• **INSTRUCTIONS TO FOLLOW**
In the text on mercy, what does the Sunday school teacher say Christ has received?

• **PROVIDED PASSAGE**
━━━
Mercy

Christians, preach the mercy of God to yourself.

–From Pastor Daniel

Christ has received the punishment for our sin–there is no revenge on us.

–From my Sunday school teacher, Kevin

Have you ever been afraid you made one too many mistakes?

Missed one too many dental appointments?  Forgot one too many birthdays?  Flunked your New Year’s Resolution one too many years?  Botched one too many tests?  Failed a friend one too many times?  Lost your phone one too many times?  Told a lie one too many times?  Wrecked your car one too many times?  Gotten fired from a job one too many times?  Lost your way one too many times?  Gotten one dollar too many in debt?  Argued with someone you love one too many times?  Broke your promise one too many times?  Wasted the day one too many times?

Disappointed God one too many times?

Sometimes I live in fear that I just broke the last straw.  I broke the rule one time too many.  I missed the last chance.  I went too far.

Can I come back?  Have I ruined everything?  Do I still matter?  Do you still love me?

These are the questions of the insecure heart.

Sometimes we try to ask forgiveness like we are offering God lambs to be sacrificed on His altar.  We try to be sorry enough, pay it all back, make up for it, do something good enough to offset the bad.

We forget that the Lamb of God has already come.  There are no more lambs to offer.  The sacrifice is over.  The new life has begun.

To be a Christian is to receive the sacrifice of Christ.  The merit is all Christ.  The life after is learning to be like Him.
━━━
• **DATA LINES**
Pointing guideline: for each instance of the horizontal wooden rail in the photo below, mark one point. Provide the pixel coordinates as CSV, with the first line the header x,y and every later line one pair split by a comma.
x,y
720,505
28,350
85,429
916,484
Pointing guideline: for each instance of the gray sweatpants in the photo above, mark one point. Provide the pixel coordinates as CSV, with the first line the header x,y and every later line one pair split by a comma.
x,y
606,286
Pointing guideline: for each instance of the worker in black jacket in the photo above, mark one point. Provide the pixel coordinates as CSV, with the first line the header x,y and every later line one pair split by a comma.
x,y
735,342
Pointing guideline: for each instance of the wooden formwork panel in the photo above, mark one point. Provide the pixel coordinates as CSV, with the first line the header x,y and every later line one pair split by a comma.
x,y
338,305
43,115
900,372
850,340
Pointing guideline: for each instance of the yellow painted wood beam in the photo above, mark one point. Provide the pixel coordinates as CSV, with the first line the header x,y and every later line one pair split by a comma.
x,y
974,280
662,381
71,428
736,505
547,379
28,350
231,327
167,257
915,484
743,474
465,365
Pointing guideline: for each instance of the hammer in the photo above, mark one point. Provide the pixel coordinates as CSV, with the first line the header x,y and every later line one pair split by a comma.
━━━
• **WRITTEN REPLY**
The punishment for our sin.